Natural-language object grounding data:
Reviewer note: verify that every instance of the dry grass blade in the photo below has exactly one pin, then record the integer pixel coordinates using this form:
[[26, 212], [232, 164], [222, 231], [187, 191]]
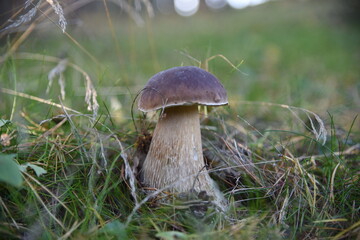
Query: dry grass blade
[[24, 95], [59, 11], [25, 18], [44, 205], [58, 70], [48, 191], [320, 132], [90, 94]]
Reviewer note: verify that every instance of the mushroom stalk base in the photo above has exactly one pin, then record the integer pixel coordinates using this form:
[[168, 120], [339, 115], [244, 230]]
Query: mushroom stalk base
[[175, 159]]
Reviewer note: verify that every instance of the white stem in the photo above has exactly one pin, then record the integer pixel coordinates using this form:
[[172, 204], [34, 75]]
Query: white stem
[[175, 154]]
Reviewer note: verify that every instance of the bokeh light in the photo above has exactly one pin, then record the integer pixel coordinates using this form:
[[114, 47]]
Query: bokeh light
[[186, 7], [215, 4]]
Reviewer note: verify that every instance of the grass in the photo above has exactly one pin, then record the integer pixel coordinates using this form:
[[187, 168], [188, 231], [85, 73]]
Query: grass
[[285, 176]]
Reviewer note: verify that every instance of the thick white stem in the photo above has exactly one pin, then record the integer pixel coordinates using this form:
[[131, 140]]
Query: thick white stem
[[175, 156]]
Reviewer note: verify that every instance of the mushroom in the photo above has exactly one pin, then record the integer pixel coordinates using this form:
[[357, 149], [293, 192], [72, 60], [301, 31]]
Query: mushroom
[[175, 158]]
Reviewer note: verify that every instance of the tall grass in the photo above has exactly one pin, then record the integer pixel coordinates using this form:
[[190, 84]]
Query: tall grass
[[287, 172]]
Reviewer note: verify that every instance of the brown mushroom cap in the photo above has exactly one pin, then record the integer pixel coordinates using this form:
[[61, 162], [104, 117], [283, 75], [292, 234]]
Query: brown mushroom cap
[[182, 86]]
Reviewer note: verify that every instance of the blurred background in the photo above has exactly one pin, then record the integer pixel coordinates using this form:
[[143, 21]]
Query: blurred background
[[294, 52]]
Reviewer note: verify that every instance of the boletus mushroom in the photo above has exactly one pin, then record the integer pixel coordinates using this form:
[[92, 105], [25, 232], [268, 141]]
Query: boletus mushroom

...

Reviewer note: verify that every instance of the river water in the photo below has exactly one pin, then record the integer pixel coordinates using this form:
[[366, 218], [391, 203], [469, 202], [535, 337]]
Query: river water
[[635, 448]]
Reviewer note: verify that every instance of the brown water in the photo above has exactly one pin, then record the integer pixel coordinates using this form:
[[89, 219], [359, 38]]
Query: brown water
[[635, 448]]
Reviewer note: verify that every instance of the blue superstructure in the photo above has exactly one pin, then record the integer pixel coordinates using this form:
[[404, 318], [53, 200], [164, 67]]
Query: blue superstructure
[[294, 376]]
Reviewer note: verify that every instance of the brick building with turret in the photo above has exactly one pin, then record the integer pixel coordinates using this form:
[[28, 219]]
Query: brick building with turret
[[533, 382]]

--

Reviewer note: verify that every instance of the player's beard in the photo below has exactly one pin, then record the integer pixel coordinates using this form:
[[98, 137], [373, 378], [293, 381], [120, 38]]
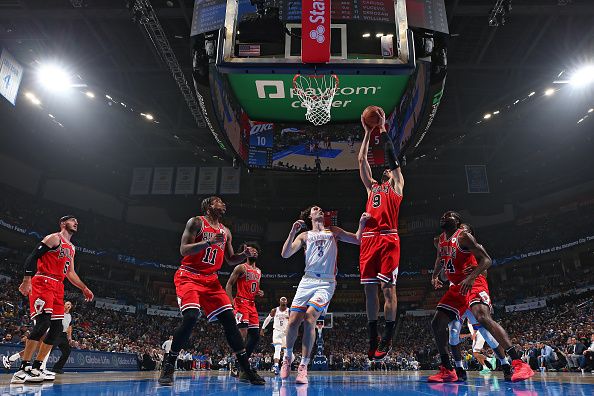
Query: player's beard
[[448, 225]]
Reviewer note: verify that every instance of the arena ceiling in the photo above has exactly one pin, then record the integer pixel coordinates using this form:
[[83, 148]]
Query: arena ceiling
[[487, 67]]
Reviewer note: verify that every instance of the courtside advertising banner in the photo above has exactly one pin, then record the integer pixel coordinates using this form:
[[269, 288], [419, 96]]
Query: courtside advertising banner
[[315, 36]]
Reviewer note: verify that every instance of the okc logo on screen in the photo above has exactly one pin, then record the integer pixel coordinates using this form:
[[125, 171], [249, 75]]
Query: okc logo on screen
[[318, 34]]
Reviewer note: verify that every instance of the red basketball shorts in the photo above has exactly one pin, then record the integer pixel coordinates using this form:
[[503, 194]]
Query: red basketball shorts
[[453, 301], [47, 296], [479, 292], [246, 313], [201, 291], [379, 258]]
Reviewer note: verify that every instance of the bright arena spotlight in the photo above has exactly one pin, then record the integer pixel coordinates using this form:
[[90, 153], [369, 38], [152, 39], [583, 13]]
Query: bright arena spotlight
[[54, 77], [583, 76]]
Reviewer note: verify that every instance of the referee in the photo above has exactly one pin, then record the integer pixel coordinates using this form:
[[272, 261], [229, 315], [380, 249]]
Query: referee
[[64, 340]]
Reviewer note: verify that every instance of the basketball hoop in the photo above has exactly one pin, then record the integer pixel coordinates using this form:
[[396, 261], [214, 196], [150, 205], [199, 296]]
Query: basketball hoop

YOUR TASK » Where a line in the data contains the string "hoop", add it to your count, and give only the final number.

SOLUTION FOR THIS EXERCISE » 2